• **Aim of the task**: Every line of the entries below from the one containing "Task: mark one dot on every instance of the bridge" to the one containing "Task: mark one dot on every instance of the deck", both ends included, must be written out exactly. No other line belongs in the answer.

• **Data under study**:

::::::::::

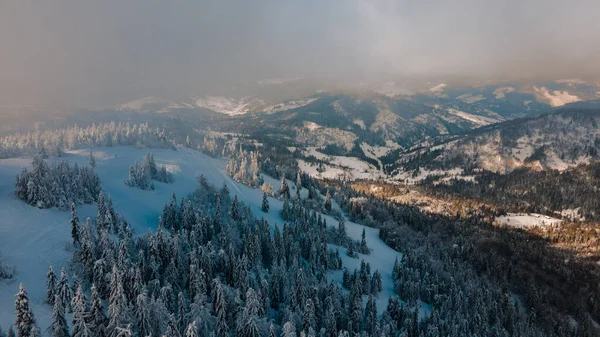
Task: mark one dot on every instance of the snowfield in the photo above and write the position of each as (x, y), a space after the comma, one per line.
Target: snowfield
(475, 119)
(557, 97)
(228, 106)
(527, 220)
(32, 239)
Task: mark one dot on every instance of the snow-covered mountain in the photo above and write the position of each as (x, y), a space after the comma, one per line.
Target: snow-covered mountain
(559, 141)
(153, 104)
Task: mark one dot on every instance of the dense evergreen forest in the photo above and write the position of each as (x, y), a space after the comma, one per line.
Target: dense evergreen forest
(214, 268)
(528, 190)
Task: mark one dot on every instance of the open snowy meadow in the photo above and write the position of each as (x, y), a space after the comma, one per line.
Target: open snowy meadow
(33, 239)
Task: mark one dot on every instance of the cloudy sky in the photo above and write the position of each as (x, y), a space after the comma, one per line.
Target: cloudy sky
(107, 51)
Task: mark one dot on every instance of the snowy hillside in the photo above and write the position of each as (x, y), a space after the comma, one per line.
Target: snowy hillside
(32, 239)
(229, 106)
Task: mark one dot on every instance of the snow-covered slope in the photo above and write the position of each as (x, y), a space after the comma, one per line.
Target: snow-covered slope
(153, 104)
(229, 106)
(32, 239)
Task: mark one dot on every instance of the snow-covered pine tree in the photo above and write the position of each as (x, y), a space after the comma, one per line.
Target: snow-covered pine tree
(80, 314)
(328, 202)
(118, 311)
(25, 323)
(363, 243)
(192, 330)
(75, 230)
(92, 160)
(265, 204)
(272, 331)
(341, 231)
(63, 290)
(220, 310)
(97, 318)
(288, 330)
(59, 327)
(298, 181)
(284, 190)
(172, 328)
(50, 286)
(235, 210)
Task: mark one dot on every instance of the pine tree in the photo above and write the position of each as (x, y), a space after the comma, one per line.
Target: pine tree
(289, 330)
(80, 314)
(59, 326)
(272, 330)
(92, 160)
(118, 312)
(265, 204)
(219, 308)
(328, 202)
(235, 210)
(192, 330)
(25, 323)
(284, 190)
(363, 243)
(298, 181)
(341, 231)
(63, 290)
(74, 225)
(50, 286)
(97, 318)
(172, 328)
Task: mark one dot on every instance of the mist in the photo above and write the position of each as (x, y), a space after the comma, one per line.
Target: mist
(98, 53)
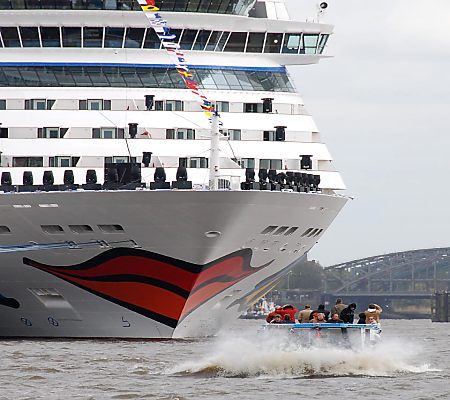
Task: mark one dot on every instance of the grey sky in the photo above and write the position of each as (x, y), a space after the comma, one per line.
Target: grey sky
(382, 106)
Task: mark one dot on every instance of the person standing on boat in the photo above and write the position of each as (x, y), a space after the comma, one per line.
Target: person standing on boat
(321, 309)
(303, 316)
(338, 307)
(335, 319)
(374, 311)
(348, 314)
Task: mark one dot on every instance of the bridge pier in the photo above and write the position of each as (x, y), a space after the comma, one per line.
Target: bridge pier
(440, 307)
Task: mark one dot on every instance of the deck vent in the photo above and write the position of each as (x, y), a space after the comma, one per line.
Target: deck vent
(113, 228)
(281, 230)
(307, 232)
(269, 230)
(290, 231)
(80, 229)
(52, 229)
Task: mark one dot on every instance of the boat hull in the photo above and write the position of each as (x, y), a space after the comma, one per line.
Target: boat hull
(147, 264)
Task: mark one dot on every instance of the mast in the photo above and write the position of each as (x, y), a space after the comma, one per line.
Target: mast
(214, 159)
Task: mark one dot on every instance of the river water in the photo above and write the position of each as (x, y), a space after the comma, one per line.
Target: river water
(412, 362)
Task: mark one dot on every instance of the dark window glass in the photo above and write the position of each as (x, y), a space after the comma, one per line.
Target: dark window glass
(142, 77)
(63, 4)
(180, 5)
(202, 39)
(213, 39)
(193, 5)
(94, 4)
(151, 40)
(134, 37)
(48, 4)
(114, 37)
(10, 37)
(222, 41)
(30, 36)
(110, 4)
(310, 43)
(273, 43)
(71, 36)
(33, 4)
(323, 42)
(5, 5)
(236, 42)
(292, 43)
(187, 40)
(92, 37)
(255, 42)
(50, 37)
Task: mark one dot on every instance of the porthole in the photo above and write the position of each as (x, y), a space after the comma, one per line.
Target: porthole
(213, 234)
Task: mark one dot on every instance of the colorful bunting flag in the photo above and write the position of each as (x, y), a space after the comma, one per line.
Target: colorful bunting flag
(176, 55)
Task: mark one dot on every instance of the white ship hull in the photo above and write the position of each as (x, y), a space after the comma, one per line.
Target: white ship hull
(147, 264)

::::::::::

• **Solution**:
Task: mark one dot on every instance of the bridge pier in the photo above and write the position of each as (x, y), a space after the comma, one per line.
Target: bridge pier
(440, 307)
Task: mark one dot on every instance of the deck vent in the photo above and write the position of each as (x, y), a space after the comma, one per line.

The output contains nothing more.